[Data for the task — start]

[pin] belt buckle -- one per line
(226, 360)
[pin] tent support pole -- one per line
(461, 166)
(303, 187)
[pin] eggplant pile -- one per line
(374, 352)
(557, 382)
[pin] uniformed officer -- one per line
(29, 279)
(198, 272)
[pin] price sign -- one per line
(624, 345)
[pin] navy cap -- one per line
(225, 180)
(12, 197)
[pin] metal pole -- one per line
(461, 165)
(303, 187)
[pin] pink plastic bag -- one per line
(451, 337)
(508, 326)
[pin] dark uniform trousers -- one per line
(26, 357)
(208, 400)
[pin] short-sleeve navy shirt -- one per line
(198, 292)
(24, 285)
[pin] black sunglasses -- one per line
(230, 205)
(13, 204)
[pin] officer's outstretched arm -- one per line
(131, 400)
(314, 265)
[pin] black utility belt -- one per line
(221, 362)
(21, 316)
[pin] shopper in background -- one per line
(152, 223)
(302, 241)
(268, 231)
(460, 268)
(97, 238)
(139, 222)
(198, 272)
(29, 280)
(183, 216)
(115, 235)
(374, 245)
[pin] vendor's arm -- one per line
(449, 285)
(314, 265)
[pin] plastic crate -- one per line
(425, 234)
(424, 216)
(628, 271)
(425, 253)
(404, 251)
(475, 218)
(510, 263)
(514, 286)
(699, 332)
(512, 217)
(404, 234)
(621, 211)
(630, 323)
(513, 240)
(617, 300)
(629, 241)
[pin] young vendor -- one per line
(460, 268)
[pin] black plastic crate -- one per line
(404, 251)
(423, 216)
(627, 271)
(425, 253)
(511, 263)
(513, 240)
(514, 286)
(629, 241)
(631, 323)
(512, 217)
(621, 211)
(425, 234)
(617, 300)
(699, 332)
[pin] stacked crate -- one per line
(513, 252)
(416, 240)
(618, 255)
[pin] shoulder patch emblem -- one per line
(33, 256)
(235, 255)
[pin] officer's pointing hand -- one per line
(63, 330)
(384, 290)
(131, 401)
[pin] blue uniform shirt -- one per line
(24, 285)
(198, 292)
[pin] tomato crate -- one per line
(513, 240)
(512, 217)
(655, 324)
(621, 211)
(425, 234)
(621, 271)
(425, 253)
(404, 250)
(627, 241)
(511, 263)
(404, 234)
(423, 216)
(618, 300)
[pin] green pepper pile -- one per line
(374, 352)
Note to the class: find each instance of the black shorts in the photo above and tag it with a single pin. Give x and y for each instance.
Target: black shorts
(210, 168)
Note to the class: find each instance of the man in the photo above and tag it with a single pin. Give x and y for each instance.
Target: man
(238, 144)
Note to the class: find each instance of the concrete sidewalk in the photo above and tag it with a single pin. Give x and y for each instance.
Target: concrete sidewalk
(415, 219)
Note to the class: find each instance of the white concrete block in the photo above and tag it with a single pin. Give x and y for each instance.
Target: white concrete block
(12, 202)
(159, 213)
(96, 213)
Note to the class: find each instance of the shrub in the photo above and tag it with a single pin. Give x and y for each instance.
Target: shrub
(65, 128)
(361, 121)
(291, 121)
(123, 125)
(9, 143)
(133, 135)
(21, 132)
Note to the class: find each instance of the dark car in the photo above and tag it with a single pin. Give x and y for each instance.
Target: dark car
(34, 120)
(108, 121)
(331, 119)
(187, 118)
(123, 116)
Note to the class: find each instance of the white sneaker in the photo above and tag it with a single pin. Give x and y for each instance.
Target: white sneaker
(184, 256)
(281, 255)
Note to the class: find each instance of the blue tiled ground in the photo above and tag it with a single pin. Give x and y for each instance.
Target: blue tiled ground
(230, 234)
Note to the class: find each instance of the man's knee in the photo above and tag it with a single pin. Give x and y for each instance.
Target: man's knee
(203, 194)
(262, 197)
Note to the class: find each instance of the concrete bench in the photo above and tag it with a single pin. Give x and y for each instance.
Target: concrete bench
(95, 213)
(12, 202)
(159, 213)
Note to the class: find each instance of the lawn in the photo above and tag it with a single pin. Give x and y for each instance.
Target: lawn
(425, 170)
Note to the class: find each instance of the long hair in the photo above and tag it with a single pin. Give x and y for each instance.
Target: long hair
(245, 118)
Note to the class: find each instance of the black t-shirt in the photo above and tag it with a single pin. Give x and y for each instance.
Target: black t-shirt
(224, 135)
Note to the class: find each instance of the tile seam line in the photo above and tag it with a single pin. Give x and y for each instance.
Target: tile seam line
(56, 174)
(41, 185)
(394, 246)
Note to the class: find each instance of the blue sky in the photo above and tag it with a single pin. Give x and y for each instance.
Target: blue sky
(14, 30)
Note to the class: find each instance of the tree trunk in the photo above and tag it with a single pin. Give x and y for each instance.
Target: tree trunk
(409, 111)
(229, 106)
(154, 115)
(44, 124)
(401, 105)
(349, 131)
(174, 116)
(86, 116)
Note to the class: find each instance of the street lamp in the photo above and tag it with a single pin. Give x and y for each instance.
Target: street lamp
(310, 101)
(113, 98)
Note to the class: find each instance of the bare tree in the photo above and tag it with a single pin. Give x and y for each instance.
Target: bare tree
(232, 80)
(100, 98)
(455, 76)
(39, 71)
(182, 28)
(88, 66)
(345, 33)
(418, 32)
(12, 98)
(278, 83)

[Data for the task — finish]

> [Goal of the exercise] The answer is every entry, repeated word for word.

> [Answer to this problem]
[pin] belt buckle -- one per line
(226, 360)
[pin] tent support pole -- one per line
(461, 166)
(303, 187)
[pin] eggplant pile -- one per line
(374, 352)
(557, 382)
[pin] uniformed officer -- one per line
(29, 279)
(198, 272)
[pin] price sign -- one per line
(624, 345)
[pin] navy cap -- one per line
(225, 180)
(12, 197)
[pin] metal pole -- one per line
(461, 165)
(303, 187)
[pin] pink plastic bag -- one per line
(451, 337)
(508, 326)
[pin] dark uniform trousers -- one per line
(26, 357)
(208, 400)
[pin] short-sleeve navy shirt -- one per line
(198, 292)
(24, 285)
[pin] black sunglasses -- one per line
(230, 205)
(13, 204)
[pin] officer's outstretched arm -- one per line
(131, 400)
(314, 265)
[pin] black utility belt -- one per line
(221, 362)
(21, 316)
[pin] shopper in background -- one per line
(152, 223)
(302, 241)
(268, 231)
(460, 268)
(97, 238)
(139, 222)
(198, 272)
(29, 280)
(183, 216)
(115, 235)
(374, 245)
[pin] vendor's arm -- one per line
(449, 285)
(314, 265)
[pin] plastic crate -- one per line
(425, 234)
(424, 216)
(628, 271)
(425, 253)
(404, 251)
(475, 218)
(510, 263)
(514, 286)
(699, 332)
(512, 217)
(404, 234)
(621, 211)
(630, 323)
(513, 240)
(617, 300)
(629, 241)
[pin] young vendor -- one per line
(460, 268)
[pin] black plastic crate -- one per line
(404, 251)
(423, 216)
(627, 271)
(425, 253)
(511, 263)
(513, 240)
(514, 286)
(629, 241)
(631, 323)
(512, 217)
(621, 211)
(425, 234)
(617, 300)
(699, 332)
[pin] stacked crate -- one per line
(513, 252)
(416, 240)
(618, 255)
[pin] shoulder patch emblem -- one per line
(33, 256)
(235, 255)
[pin] officer's pointing hand -- one per line
(63, 330)
(384, 290)
(131, 401)
[pin] blue uniform shirt -- one per line
(24, 285)
(198, 292)
[pin] tomato crate -- one per line
(513, 240)
(512, 217)
(655, 324)
(621, 211)
(425, 234)
(621, 271)
(425, 253)
(404, 250)
(627, 241)
(511, 263)
(404, 234)
(423, 216)
(618, 300)
[pin] green pepper pile -- one per line
(374, 352)
Note to the class: find each instance of the black shorts in the photo above and tag it with a single pin. Give x and y for each instance.
Target: black shorts
(210, 168)
Note to the class: find each instance of the man in the photo above and tag it with a single pin. Give x and y for each instance.
Target: man
(238, 144)
Note to the class: find each instance of the concrete sidewalk in the photo above and tag it with a single pin. Give x and y for each instance.
Target: concrete sidewalk
(415, 219)
Note to the class: find each instance of the white concrete block in the photo above and tag it with a single pin. Give x and y for each instance.
Target: white concrete block
(12, 202)
(159, 213)
(96, 213)
Note to the class: find each instance of the shrub in the photo above and tag it with a single pin. Give x and y for each instance.
Target: shrub
(65, 128)
(361, 121)
(291, 121)
(123, 125)
(9, 143)
(133, 135)
(21, 132)
Note to the class: find each instance of the dark car in the photo above and tag it with a single pin. Give x and y for each instance.
Target: dark car
(34, 120)
(108, 121)
(331, 119)
(187, 118)
(123, 116)
Note to the class: find each instance of the white sneaker in the photo above and tag it with a single pin. Give x and y for each instance.
Target: white sneaker
(184, 256)
(281, 255)
Note to the class: find each instance of the blue tiled ground in the photo above and tag it with a single pin. Give x and y for each instance.
Target: blue tiled ground
(230, 234)
Note to the class: find each instance of the man's knee in the photo above and tag it with a single pin. Give x and y for each instance.
Target: man's knee
(203, 194)
(262, 197)
Note to the class: find each instance of the concrete bench in the photo above and tag it with a single pin. Give x and y for each instance.
Target: concrete bench
(95, 213)
(12, 202)
(159, 213)
Note to the class: find each instance of the lawn in the photo above and tag it with a single pin. Give x and y for each instance.
Target: lawn
(425, 170)
Note to the class: find each instance of the long hair in the photo above and tag it with a single pin. Give x and y for each instance.
Target: long hair
(245, 118)
Note to the class: find each instance of the black t-shirt in the photo above and tag it with a single pin. Give x and y for each instance.
Target: black t-shirt
(224, 135)
Note to the class: find each instance of the tile seam line in the photo above and tag it with a single pin. Give x and y for each instance.
Target: tile seam line
(56, 174)
(41, 185)
(394, 246)
Note to the class: find each instance of the blue sky in the photo above and tag it with a single pin. Give x and y for each instance.
Target: blue sky
(14, 30)
Note to the class: find each instance of the tree trunk in the photo above and tag it with a single pin. Give x and y for each instance.
Target: tree trunk
(409, 111)
(229, 106)
(154, 115)
(44, 124)
(401, 105)
(349, 131)
(174, 116)
(86, 116)
Note to the class: find each instance of the street lamp in the photo above and tag it with a single pin. Give x and y for each instance.
Target: street lamp
(310, 101)
(113, 98)
Note to the class: find each instance of the bare tree in the photo above and tag it with a single pin. Give x and y for each instance.
Target: bare tree
(232, 80)
(100, 98)
(455, 76)
(39, 71)
(182, 28)
(88, 66)
(345, 33)
(418, 32)
(12, 98)
(278, 83)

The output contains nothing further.